Short problem
Return every line in the entries below that contains the word "cygnet".

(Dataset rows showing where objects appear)
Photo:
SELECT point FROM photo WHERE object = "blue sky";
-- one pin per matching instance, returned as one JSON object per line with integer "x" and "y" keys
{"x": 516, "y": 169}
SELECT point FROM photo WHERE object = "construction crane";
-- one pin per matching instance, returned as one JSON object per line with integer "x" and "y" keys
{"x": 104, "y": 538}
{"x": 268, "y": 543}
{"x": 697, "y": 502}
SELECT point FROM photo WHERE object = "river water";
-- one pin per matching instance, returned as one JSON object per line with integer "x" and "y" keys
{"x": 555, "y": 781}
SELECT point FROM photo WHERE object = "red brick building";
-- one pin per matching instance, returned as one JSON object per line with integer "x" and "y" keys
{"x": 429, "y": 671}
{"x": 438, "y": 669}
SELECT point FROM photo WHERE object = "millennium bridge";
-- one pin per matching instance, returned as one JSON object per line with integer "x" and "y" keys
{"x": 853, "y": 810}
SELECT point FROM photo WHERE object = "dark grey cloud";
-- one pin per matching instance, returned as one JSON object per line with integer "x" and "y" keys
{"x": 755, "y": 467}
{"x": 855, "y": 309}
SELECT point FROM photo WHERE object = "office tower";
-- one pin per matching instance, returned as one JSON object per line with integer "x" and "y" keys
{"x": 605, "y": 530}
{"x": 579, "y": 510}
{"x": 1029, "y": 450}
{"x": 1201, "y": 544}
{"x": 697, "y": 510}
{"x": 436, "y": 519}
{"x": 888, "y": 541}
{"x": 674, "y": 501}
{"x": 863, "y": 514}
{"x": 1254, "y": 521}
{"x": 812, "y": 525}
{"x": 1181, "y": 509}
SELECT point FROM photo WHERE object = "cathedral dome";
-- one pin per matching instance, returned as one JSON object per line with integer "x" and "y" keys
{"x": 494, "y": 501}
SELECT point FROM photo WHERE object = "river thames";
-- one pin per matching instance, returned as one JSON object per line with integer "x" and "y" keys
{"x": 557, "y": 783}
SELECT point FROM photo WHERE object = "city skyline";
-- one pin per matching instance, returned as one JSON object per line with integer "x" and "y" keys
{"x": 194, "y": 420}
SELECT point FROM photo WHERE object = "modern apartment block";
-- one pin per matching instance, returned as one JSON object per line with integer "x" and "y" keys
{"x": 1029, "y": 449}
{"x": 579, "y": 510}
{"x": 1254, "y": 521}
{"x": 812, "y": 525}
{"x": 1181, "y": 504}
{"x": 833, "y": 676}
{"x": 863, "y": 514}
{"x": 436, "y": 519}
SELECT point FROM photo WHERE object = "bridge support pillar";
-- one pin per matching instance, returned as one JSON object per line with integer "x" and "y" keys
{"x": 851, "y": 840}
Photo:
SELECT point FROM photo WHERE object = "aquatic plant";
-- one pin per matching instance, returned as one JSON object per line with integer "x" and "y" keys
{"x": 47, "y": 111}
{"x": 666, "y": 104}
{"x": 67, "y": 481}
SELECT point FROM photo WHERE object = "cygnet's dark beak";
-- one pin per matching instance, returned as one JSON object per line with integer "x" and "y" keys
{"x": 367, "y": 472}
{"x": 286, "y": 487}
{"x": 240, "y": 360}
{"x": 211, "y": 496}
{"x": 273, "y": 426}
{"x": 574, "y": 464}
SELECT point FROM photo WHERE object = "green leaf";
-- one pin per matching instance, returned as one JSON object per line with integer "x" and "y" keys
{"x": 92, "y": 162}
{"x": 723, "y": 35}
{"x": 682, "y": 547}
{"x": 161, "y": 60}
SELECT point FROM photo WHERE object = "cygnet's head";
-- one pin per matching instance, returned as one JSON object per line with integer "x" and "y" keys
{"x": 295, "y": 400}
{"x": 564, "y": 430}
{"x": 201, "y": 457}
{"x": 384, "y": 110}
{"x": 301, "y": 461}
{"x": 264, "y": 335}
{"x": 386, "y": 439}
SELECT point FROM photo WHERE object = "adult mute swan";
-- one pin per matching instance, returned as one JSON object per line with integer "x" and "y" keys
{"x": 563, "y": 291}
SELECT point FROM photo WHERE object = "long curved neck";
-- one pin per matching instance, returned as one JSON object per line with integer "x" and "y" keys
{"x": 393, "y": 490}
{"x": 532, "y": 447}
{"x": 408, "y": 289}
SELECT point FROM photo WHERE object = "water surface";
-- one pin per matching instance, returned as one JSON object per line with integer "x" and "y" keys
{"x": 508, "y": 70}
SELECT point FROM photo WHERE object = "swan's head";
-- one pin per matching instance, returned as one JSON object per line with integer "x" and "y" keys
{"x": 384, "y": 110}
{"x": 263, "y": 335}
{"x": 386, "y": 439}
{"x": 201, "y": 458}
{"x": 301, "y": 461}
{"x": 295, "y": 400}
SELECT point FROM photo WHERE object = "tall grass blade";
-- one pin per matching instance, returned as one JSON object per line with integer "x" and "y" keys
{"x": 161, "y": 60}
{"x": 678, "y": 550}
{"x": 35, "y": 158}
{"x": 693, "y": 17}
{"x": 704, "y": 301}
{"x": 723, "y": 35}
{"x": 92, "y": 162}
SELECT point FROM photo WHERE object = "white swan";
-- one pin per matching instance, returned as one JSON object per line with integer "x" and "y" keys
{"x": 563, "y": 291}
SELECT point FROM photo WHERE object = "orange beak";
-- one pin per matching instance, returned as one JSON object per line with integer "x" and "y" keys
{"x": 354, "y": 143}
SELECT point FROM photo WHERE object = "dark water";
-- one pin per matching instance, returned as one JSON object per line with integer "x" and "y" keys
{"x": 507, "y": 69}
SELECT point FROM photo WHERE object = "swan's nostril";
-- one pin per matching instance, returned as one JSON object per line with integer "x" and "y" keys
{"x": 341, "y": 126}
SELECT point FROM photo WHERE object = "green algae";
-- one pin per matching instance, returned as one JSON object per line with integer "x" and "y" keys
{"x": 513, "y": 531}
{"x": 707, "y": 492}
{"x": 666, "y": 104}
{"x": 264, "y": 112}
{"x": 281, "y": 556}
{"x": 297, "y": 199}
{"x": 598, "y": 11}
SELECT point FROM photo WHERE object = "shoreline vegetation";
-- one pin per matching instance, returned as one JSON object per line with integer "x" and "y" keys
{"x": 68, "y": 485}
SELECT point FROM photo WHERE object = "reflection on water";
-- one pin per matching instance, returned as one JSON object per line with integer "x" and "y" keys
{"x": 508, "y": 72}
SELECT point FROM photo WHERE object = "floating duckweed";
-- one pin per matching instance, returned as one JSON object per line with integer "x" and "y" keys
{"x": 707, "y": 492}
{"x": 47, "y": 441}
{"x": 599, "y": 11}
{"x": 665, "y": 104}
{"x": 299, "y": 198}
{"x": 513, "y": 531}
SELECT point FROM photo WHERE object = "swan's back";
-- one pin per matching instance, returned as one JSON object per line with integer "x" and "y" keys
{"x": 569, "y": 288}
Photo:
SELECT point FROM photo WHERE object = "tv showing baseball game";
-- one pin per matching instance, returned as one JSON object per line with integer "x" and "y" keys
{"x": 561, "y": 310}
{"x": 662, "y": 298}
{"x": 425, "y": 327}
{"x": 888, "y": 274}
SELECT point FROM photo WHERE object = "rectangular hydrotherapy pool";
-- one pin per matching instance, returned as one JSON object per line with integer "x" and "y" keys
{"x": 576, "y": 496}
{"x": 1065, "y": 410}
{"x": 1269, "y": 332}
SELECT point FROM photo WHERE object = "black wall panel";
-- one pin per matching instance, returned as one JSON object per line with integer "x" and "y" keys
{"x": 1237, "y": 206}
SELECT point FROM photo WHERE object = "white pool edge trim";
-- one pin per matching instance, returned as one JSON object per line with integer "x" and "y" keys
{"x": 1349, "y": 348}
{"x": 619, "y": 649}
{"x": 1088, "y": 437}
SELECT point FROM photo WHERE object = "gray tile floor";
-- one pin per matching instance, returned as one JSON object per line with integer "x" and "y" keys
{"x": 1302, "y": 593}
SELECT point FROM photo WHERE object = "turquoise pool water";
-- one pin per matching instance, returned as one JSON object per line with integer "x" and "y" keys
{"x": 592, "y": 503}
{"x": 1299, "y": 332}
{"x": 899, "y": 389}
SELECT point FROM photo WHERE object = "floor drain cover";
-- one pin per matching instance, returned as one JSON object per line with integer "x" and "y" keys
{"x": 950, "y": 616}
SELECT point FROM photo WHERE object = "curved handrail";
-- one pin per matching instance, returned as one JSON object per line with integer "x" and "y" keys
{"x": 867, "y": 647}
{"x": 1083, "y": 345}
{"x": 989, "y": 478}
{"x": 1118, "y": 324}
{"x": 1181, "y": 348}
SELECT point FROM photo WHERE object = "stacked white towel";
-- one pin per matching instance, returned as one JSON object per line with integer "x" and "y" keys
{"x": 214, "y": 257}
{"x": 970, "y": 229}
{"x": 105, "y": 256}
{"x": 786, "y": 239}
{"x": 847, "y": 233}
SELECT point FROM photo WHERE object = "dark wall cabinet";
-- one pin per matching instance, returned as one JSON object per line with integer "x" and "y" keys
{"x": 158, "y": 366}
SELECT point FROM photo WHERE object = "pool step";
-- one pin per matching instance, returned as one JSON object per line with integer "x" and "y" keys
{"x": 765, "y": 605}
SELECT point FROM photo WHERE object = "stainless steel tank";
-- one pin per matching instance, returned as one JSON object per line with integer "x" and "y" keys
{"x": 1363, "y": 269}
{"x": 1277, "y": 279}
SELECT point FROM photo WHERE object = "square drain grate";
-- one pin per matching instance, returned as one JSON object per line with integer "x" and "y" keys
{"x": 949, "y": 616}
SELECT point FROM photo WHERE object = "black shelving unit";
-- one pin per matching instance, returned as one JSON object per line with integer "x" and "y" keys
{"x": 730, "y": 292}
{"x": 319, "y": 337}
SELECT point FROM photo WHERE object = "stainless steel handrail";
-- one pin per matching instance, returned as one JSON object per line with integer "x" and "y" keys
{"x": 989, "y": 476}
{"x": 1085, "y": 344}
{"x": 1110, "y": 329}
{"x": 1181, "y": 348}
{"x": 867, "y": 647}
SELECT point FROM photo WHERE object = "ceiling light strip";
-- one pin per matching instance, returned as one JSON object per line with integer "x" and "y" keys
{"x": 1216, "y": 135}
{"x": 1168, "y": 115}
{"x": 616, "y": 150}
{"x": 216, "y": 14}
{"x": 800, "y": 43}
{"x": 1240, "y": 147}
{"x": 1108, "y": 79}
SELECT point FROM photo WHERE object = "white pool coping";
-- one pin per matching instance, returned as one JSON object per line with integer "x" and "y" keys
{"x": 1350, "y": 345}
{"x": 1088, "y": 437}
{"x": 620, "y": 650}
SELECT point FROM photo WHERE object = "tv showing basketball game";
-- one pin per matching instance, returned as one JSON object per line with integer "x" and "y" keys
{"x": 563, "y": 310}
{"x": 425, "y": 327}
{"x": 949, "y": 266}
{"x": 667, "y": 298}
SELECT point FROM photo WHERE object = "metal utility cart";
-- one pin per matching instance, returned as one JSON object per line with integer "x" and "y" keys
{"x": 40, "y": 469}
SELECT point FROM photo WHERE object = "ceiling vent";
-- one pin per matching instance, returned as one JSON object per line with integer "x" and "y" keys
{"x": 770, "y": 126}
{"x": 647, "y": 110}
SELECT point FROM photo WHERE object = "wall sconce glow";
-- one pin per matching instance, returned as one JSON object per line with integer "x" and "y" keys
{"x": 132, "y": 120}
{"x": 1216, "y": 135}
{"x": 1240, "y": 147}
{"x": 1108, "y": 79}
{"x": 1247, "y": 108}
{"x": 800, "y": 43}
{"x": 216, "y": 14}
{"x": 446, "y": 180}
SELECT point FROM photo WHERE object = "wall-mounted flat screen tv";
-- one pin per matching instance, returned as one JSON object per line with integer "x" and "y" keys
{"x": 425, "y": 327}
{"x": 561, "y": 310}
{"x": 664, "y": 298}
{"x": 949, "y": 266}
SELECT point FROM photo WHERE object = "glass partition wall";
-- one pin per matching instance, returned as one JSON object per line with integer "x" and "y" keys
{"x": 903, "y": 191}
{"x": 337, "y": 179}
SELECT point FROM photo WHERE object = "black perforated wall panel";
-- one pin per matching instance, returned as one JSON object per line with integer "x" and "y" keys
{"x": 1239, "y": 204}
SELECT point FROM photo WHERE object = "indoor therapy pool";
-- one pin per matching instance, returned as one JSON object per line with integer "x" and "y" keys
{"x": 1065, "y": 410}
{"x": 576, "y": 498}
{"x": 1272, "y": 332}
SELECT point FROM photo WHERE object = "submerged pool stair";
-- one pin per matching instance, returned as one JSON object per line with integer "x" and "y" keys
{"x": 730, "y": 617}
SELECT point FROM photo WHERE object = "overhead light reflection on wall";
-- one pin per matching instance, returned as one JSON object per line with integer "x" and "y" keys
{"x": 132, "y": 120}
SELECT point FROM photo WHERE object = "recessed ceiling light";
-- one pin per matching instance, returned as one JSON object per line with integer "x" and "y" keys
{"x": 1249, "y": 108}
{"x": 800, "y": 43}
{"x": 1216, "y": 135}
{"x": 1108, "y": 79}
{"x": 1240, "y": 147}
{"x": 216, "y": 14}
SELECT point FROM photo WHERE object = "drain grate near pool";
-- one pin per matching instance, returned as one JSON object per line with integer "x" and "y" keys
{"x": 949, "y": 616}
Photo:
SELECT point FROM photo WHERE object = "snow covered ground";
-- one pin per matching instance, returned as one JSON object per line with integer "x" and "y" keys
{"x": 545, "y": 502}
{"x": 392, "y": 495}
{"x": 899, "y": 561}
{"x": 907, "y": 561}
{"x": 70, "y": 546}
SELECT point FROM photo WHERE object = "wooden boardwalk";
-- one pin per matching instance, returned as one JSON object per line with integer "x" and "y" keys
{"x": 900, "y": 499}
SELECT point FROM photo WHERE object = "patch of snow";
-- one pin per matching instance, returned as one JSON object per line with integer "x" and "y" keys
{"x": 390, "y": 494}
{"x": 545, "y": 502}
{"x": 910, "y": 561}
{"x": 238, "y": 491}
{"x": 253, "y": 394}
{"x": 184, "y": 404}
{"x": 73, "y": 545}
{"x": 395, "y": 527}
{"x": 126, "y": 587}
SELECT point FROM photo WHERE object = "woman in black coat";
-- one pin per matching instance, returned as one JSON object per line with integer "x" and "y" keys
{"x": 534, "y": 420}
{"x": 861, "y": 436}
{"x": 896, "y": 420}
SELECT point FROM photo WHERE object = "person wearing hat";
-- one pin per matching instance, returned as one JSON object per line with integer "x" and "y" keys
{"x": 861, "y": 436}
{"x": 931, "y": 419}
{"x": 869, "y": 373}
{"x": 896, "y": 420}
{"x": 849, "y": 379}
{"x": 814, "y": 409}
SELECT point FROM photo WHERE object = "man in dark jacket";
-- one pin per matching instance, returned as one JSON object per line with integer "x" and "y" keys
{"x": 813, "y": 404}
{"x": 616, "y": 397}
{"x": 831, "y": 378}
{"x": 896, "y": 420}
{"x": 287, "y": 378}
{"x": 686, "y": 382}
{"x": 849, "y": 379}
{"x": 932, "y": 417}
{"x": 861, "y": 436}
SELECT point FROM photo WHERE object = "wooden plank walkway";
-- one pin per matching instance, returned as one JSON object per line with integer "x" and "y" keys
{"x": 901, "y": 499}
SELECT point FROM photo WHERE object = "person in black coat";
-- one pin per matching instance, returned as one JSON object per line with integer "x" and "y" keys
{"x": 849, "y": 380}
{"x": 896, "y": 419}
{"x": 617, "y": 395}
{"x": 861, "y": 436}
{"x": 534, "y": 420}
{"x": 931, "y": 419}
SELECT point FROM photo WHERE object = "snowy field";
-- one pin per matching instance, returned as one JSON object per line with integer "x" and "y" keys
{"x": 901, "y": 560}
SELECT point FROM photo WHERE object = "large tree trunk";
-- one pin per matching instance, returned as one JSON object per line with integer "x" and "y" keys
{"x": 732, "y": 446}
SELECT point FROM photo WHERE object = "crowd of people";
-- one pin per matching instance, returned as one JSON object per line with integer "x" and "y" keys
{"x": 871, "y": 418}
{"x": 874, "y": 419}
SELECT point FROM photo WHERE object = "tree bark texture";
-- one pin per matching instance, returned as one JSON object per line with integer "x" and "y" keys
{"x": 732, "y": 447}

Full answer
SELECT point FROM photo WHERE object = "cygnet's dark beak";
SELECT point FROM photo WHERE object = "cygnet's head";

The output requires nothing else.